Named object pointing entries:

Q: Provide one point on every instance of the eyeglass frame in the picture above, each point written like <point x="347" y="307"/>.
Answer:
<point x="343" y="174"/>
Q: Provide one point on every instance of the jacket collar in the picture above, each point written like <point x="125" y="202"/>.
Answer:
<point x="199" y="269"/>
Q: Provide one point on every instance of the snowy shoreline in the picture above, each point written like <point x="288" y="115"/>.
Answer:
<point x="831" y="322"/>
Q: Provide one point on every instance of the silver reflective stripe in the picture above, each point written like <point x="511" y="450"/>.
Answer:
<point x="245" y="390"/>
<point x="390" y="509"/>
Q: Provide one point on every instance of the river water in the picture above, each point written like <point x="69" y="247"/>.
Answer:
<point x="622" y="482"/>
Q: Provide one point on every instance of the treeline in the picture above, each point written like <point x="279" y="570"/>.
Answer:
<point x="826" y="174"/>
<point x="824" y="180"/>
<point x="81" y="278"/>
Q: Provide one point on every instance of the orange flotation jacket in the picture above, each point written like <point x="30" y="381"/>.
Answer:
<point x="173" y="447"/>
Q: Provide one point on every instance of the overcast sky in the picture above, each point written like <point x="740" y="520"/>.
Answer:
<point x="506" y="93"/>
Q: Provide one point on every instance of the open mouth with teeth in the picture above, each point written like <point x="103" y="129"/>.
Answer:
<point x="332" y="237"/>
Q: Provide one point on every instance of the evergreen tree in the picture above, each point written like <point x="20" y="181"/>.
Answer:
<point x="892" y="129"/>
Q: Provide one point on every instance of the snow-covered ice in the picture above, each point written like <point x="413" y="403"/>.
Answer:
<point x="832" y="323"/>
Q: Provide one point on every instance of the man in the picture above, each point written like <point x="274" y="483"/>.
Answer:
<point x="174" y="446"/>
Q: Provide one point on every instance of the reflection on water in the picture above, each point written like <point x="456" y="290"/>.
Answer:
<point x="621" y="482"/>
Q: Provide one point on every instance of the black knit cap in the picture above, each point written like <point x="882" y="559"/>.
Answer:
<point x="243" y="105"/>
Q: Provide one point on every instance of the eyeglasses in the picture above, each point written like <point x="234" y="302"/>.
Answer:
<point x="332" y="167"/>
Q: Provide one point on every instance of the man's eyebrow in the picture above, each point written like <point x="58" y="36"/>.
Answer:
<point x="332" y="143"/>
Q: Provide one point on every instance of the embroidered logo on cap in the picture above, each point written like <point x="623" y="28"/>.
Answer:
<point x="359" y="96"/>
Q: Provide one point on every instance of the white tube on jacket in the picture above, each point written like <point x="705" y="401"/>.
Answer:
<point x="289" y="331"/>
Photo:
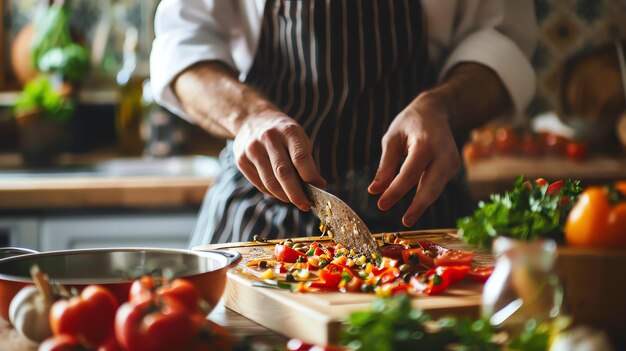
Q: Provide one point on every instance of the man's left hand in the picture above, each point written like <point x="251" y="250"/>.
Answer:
<point x="420" y="132"/>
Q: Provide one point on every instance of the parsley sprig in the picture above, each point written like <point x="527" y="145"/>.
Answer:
<point x="526" y="212"/>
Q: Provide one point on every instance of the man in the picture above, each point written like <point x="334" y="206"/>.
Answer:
<point x="355" y="95"/>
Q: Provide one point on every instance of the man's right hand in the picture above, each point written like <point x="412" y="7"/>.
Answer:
<point x="269" y="149"/>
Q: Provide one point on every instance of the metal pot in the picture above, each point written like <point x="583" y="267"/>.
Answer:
<point x="115" y="269"/>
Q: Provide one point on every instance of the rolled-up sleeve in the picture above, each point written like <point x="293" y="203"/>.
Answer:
<point x="187" y="32"/>
<point x="500" y="35"/>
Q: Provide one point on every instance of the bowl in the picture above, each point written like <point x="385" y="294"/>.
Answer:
<point x="116" y="268"/>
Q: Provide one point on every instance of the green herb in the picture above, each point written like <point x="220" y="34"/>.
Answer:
<point x="392" y="324"/>
<point x="53" y="49"/>
<point x="40" y="97"/>
<point x="527" y="212"/>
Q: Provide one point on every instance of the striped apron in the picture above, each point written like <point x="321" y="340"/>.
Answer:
<point x="343" y="70"/>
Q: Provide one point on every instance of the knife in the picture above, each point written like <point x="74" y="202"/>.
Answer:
<point x="343" y="224"/>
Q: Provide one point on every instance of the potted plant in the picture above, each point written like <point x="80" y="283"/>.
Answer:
<point x="46" y="104"/>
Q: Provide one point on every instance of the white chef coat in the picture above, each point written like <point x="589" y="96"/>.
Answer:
<point x="499" y="34"/>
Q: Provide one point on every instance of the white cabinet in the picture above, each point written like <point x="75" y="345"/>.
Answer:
<point x="171" y="230"/>
<point x="48" y="232"/>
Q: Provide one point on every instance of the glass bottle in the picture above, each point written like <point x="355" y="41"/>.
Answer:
<point x="130" y="80"/>
<point x="523" y="286"/>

Problem details:
Leave out the pictures, and give all the records again exactly.

Problem solution:
Q: Provide one point on every instance of the eyeglass frame in the picture above, each point written like <point x="347" y="307"/>.
Answer:
<point x="343" y="174"/>
Q: Provide one point on every instance of the jacket collar in the picture above, each point written like <point x="125" y="202"/>.
Answer:
<point x="199" y="269"/>
Q: Provide one point on every instance of the snowy shoreline in the picture above, each point written like <point x="288" y="115"/>.
Answer:
<point x="831" y="322"/>
Q: Provide one point on every instance of the silver reflective stripe in the picture above, each point written like <point x="511" y="450"/>.
Answer:
<point x="245" y="390"/>
<point x="390" y="509"/>
Q: Provide one point on every instance of the river water in the picture above, each point written like <point x="69" y="247"/>.
Answer:
<point x="622" y="482"/>
Q: Provide one point on every instance of the treeline in the picture above, each point written like <point x="279" y="570"/>.
Answer:
<point x="826" y="174"/>
<point x="824" y="180"/>
<point x="81" y="278"/>
Q: Provide one point on every instance of the orange flotation jacket in the picture above, each point written like <point x="30" y="381"/>.
Answer:
<point x="173" y="447"/>
Q: Provide one point on every instance of the overcast sky in the picture above, each point written like <point x="740" y="520"/>.
Answer:
<point x="506" y="93"/>
Q: Provide one point on every instance of the open mouth with teeth in the picture above, each point written like <point x="103" y="129"/>.
Answer:
<point x="332" y="237"/>
Q: Provide one point on every instance of the evergreen tree in the picture above, each point written like <point x="20" y="181"/>.
Answer:
<point x="892" y="129"/>
Q: Provide one point on every instance of the snow-covered ice in the picture above, each point written like <point x="413" y="403"/>.
Answer:
<point x="832" y="323"/>
Q: Provide one point on every instance of the man in the picture above, each point written like <point x="274" y="483"/>.
Answer:
<point x="174" y="446"/>
Q: Provide one point on every instance of the reflection on water in the picture above, each point written like <point x="456" y="290"/>.
Answer:
<point x="621" y="482"/>
Q: Provide one point on every instance of the black knit cap in the picture above, each point written like <point x="882" y="559"/>.
Answer:
<point x="243" y="105"/>
Q: Provide one point on every instance of the eyeglasses in the picture above, each point written like <point x="234" y="302"/>.
Answer:
<point x="332" y="167"/>
Q: Provide one point on every instance of the man's eyebrow in the picture above, each point written like <point x="58" y="36"/>.
Answer:
<point x="332" y="143"/>
Q: Provide one point on every instance of the embroidered logo on cap in the picture above, each point written like <point x="623" y="28"/>.
Answer:
<point x="359" y="96"/>
Q: Provide one point on every instance of the white tube on jacket in the picture above, each point written like <point x="705" y="401"/>.
Answer:
<point x="289" y="331"/>
Photo:
Q: Provide one point on every instance of the man's left hand in the picture above, each point written like <point x="251" y="250"/>.
Answer:
<point x="420" y="132"/>
Q: Provide one point on every instance of the parsley sprig in the picture above, each point written like <point x="527" y="145"/>.
Answer:
<point x="526" y="212"/>
Q: Provide one point on every instance of the man in the picture above, each point written like <point x="334" y="206"/>.
Answer:
<point x="355" y="95"/>
Q: Provide one point on every instance of the man's right hand in the picture above, each point written like <point x="412" y="7"/>.
Answer:
<point x="269" y="149"/>
Q: Provide one point on every instance of the metal pot in the picture above, each point written like <point x="583" y="267"/>.
Answer:
<point x="115" y="269"/>
Q: Provide one point on every instance of the rolled-up sleeve in the picture above, each point written like <point x="293" y="203"/>.
Answer:
<point x="187" y="32"/>
<point x="500" y="35"/>
Q: Provide one point on every instance of the bowl in the picture above, each point written like <point x="385" y="294"/>.
Answer:
<point x="116" y="268"/>
Q: Provide one point on every instance of the green herb in the picture above, each point written like <point x="220" y="34"/>.
Answer:
<point x="392" y="324"/>
<point x="53" y="49"/>
<point x="40" y="97"/>
<point x="527" y="212"/>
Q: Provide one point on every instance of the striped apron in the picture above, each point written like <point x="321" y="340"/>.
Answer:
<point x="343" y="70"/>
Q: Provide one point on every instance of the knife in the picture above, each point written like <point x="74" y="202"/>.
Answer:
<point x="343" y="224"/>
Q: Provide one point on every instance of the potted plant in the picture above, each point written like <point x="80" y="283"/>.
Answer:
<point x="46" y="104"/>
Q: Provide one point on every instance of the white chef coat in the picture above, each point written like <point x="589" y="96"/>.
Answer:
<point x="499" y="34"/>
Q: Provide one point on every instance of the white cabinet in the picture above, each point written like <point x="75" y="345"/>.
Answer:
<point x="171" y="230"/>
<point x="48" y="232"/>
Q: Provide one point on every instance of the glass bottle in the picture above, each point written like <point x="355" y="41"/>.
Answer:
<point x="130" y="80"/>
<point x="523" y="286"/>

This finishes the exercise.